> Document text:
Inmates at the Mule Creek State Prison exercise in the yard in Ione, Calif.

Plaxico Burress couldn't wriggle out of jail time for accidentally shooting himself in the leg with an unlicensed handgun in a New York City nightclub last November. But the former New York Giants wide receiver's personal fortune will help him on one score. Burress has retained the services of a "prisoner consultant" to advise him on "what to expect while incarcerated, and how to use his period of confinement as productively as possible," as his attorney, Benjamin Brafman, told the New York Post. To get a sense of what Burress's counseling sessions might be like, TIME caught up with Steven Oberfest, a personal trainer and martial-arts expert who bills himself as the industry's creator. The founder of Prison Coach, Oberfest — whose background includes a 15-month stint in a New York prison on racketeering charges — has been preparing wealthy convicts for their incarceration since 2002. He talked to TIME about the business of prison prep and the dos and don'ts of inmate etiquette.

How did you get into the business?
I was training clients in physical defense, and one of them mentioned she knew a socialite who did something stupid and had to go to prison. She didn't know anything about it, and she was scared. She wanted to prepare for it, to learn how to defend herself.

A light came on in my head. I've been incarcerated and this experience, [coupled] with the physical element, sparked me to think about what it would take to help someone who had never experienced violence transfer into a whole new society. Many of these guys are fat cats who never had to worry about anything. They really have to adapt quickly, because there are so many people to piss off and so many things you can do wrong. If you wind up doing something on the "No" list, it can make your time — whether it's 16 months or 16 days — a living hell.

> Complete the following:
a: Answer these about the article on prison consulting:
(i) Where on his body did Plaxico Burress shoot himself?
(ii) How long was Steven Oberfest's stint in a New York prison?
(iii) In what year did Oberfest start preparing wealthy convicts for incarceration?
b: Can you return, word for word, the passage of the prison consulting article that opens with the words "How did you" and closes with "to defend herself."?

> Recorded information:
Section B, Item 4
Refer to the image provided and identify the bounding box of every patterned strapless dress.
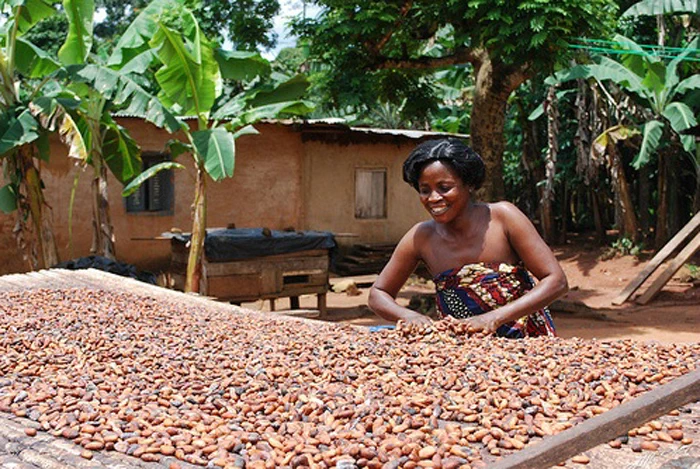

> Results:
a:
(i) In the leg.
(ii) 15 months.
(iii) 2002.

b:
How did you get into the business?
I was training clients in physical defense, and one of them mentioned she knew a socialite who did something stupid and had to go to prison. She didn't know anything about it, and she was scared. She wanted to prepare for it, to learn how to defend herself.